INSTRUCTIONS:
a: Extract the stretch of the eye-test article from "During the examination, Ms" through "with my vision.".
b: Summarize the eye-test article in two sentences.
c: Give what follows the last sentence of the eye-test article.

READING PASSAGE:
################

A VISIT to an opticians proved to be life-saving for a Thornbury father-of-two after it helped diagnose a brain tumour.

Jason Carroll, 44, noticed that the vision in his right eye was deteriorating and began finding it difficult to read print close up towards the end of the day, as well as experiencing flashes of light.

He made an appointment at Specsavers for a sight test and was seen by pre-registration optician Sania Shah.

During the examination, Ms Shah used digital retinal photography to examine the back of Mr Carroll’s eyes and noticed a swelling and paleness of both optic discs as well as some small haemorrhages.

She immediately referred Mr Carroll to Bristol Eye Hospital where they carried out more tests to determine the problem.

"I’d just been attributing my difficulty reading with getting older,’ says Mr Carroll.

"On my third visit to the hospital the neurosurgeon said they had found a small tumour.

"This turned out to be quite a large tumour which was across the whole of my forehead and was pushing my brain back - which was why I was getting migraines and experiencing problems with my vision.

"I was then admitted to Frenchay Hospital and two days later underwent an 11-and-a-half hour operation to remove the tumour. It all happened so quickly.

"That was back in October and after some adjustments to my lifestyle, I now feel fully recovered. I no longer have daily migraines and will be returning to my construction job soon."

Mr Carroll’s wife Amanda, daughter Christina, 20, and son Benjamin, 14, are relieved to have their husband and father back to normal.

################

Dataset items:
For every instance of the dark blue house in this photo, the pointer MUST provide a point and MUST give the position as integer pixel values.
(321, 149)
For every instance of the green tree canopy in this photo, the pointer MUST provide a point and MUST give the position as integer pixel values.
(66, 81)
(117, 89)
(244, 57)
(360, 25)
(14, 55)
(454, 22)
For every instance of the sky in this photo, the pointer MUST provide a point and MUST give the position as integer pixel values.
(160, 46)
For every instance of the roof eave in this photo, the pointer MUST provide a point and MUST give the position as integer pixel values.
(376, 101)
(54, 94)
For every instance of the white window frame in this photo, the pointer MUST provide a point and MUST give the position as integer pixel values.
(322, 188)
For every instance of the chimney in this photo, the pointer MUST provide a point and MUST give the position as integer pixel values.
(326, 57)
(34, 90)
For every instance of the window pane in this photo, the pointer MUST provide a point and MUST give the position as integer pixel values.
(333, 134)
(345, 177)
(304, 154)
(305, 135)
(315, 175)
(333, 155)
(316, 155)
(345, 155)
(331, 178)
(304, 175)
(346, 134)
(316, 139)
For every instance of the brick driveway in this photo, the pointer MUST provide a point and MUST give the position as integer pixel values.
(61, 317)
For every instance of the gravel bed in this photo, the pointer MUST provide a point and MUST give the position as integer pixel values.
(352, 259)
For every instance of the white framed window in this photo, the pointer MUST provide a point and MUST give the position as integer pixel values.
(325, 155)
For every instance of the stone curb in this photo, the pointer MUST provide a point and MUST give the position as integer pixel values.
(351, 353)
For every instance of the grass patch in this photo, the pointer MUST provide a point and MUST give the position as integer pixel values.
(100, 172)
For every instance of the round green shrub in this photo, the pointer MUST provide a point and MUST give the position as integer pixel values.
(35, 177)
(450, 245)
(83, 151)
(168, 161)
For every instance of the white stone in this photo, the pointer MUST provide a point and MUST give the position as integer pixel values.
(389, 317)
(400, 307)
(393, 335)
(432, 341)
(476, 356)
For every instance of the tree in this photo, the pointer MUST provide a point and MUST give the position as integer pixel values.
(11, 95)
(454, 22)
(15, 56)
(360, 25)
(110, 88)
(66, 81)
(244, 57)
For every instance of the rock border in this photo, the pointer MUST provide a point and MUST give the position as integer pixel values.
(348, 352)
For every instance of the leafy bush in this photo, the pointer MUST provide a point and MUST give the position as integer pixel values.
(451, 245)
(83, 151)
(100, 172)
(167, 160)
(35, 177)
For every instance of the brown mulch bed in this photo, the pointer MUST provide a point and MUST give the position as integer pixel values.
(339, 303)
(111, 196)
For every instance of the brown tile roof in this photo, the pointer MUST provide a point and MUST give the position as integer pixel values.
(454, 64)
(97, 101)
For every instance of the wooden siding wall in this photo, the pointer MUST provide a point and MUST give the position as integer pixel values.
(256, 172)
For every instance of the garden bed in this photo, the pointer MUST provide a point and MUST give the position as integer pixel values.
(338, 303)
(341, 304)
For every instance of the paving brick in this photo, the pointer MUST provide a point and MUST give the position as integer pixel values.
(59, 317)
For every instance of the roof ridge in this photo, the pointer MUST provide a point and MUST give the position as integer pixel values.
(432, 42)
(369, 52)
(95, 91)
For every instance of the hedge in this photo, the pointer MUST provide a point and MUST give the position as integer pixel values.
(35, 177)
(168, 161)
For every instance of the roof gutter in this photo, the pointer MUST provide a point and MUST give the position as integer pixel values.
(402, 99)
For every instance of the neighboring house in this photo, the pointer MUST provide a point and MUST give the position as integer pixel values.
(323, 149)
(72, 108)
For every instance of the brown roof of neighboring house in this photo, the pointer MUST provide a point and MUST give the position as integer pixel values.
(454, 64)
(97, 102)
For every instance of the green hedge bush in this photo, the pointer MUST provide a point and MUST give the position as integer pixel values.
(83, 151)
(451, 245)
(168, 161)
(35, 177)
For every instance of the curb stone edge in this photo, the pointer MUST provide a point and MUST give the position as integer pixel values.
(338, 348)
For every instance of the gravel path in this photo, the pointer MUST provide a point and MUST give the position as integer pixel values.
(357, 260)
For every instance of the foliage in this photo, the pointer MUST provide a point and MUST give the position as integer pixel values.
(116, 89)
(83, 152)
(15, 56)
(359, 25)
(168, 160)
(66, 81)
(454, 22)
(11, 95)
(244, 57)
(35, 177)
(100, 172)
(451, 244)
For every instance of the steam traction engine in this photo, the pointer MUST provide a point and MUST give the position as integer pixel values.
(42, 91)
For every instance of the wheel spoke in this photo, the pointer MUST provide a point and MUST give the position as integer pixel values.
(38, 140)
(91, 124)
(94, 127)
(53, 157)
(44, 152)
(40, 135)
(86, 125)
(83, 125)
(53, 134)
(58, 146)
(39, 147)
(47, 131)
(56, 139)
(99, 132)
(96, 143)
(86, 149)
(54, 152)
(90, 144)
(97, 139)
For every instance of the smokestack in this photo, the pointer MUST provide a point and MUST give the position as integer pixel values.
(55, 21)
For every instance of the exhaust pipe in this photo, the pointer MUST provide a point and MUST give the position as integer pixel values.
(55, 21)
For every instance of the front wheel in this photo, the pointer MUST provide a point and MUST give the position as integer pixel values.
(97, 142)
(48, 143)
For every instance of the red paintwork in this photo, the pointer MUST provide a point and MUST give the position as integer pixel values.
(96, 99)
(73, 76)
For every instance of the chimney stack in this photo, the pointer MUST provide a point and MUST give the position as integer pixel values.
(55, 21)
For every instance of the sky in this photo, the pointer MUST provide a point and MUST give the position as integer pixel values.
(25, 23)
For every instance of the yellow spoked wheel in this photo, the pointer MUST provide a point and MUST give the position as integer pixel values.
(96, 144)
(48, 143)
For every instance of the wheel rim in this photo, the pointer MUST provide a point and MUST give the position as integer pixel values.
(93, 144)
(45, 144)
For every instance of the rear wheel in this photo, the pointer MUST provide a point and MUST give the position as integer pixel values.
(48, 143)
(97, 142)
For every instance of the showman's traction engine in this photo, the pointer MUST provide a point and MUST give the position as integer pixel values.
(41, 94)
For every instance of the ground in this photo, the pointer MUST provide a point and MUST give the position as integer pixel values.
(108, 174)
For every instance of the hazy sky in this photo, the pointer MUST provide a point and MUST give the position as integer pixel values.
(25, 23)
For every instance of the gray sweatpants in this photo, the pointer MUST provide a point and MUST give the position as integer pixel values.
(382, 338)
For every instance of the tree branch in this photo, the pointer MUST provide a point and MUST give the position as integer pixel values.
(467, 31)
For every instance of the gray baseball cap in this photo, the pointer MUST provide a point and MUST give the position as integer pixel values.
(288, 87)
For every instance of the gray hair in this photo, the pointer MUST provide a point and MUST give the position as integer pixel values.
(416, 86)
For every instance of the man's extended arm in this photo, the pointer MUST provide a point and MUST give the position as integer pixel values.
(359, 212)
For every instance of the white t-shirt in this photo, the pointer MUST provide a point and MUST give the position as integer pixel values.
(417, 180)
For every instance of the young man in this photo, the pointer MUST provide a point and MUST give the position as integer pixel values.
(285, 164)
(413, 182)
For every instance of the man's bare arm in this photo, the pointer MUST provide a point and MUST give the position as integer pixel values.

################

ANSWERS:
a:
During the examination, Ms Shah used digital retinal photography to examine the back of Mr Carroll’s eyes and noticed a swelling and paleness of both optic discs as well as some small haemorrhages.

She immediately referred Mr Carroll to Bristol Eye Hospital where they carried out more tests to determine the problem.

"I’d just been attributing my difficulty reading with getting older,’ says Mr Carroll.

"On my third visit to the hospital the neurosurgeon said they had found a small tumour.

"This turned out to be quite a large tumour which was across the whole of my forehead and was pushing my brain back - which was why I was getting migraines and experiencing problems with my vision.

b: Jason Carroll, 44, of Thornbury, booked a sight test at Specsavers when the vision in his right eye worsened, and optician Sania Shah found swelling, paleness and small haemorrhages in both optic discs and referred him to Bristol Eye Hospital. A neurosurgeon found a large tumour across his forehead, which was removed in an 11-and-a-half hour operation at Frenchay Hospital, and he now feels fully recovered.

c:
Mr Carroll, who was born in Thornbury, recently moved with his family from their home in Hazel Crescent to North Wales but still has other family who live in the town.

He added: "I had an MRI scan last week and am just waiting for the final results to come through.

"I’m extremely grateful to Specsavers for picking up that there was a problem. I was told at the hospital that if the tumour hadn’t been spotted I would almost certainly have gone blind and there was also a high possibility that I would have been dead by Christmas.

"I’d urge anyone to make sure they have regular sight tests or visit an optician if they notice any changes in their vision."

Ms Shah said: "As soon as I looked at the back of Mr Carroll’s eyes I knew something wasn’t right.

"I knew it was important for him to get to hospital as quickly as possible and I’m just really pleased that the problem was diagnosed and treated so promptly at the Eye Hospital.

"We recommend a sight test every two years but it’s also important that people make an appointment if anything changes with their vision, as Mr Carroll’s case clearly highlights. It’s great that he’s on the road to recovery."